■ DATA LINES:
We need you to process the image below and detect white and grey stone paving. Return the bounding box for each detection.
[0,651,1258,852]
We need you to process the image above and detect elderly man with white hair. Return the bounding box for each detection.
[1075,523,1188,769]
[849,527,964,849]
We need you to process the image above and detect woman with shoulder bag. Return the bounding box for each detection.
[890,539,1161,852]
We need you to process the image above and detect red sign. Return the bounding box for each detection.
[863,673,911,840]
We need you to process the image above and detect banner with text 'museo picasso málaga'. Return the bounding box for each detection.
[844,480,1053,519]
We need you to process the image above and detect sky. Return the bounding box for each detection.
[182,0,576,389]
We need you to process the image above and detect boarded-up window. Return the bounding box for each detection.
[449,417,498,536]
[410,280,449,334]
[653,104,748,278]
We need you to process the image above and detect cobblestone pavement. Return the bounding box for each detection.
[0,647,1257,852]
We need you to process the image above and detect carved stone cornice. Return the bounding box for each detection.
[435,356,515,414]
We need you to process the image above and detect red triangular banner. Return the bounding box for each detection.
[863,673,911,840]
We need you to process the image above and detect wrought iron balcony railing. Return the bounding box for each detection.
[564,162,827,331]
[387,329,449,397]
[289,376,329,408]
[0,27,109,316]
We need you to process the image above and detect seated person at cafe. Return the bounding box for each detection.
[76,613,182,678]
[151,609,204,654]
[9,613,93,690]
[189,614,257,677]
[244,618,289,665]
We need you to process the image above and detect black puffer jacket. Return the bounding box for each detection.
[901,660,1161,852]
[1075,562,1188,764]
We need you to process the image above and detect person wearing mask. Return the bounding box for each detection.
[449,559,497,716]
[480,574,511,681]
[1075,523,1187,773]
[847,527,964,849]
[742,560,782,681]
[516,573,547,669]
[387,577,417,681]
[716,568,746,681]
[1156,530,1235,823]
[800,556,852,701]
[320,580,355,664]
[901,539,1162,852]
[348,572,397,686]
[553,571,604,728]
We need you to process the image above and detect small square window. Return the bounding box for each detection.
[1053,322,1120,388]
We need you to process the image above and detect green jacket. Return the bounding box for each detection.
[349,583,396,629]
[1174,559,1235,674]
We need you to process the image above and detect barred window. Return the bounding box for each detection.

■ OBJECTIVE: Please rewrite the rows starting with the line that contains "We need you to process the image above and detect cobblestone" and going on through the last row, changing "jacket" to "coat" and leaving everything else as it is.

■ REPLY TO THE EXERCISE:
We need you to process the image above and detect cobblestone pavement. Return the bounding box for each detection.
[0,647,1257,852]
We need you to process the image above and detect carved stone cornice. Return the bounding box for each detection.
[435,356,515,414]
We need you to process the image above and detect red triangular banner. Return the bounding box for each detection.
[863,673,911,840]
We need you to process the image above and detect wrought iron balcony railing. Return the bounding box for each detection.
[564,162,827,331]
[387,329,449,397]
[289,376,329,408]
[0,27,109,316]
We need you to process the image above and detect seated person at cafe. Return the bounding box for each detection.
[76,613,182,678]
[151,609,204,654]
[9,613,93,690]
[189,614,257,677]
[244,618,289,665]
We need you to process the image above and detect black puffer coat. Return the bounding box for each detection.
[901,660,1161,852]
[1075,562,1188,764]
We need you to process the image above and detect person wearing mask. Return the bounding box for each detection.
[449,559,497,716]
[480,574,511,681]
[1075,523,1187,773]
[847,527,964,849]
[742,560,782,681]
[516,573,547,669]
[387,577,417,681]
[716,568,746,681]
[1156,530,1235,823]
[800,556,852,701]
[320,580,355,664]
[901,539,1162,852]
[348,572,397,686]
[553,571,604,728]
We need you to process the image above and detect small square window. Return the bounding box for each detection.
[1053,322,1120,388]
We need you to process the image above and detect green coat. Return the bounding box for each detection.
[349,583,396,629]
[1174,559,1235,674]
We need you to process the image above and detect barred window. Return the bounding box for each detection.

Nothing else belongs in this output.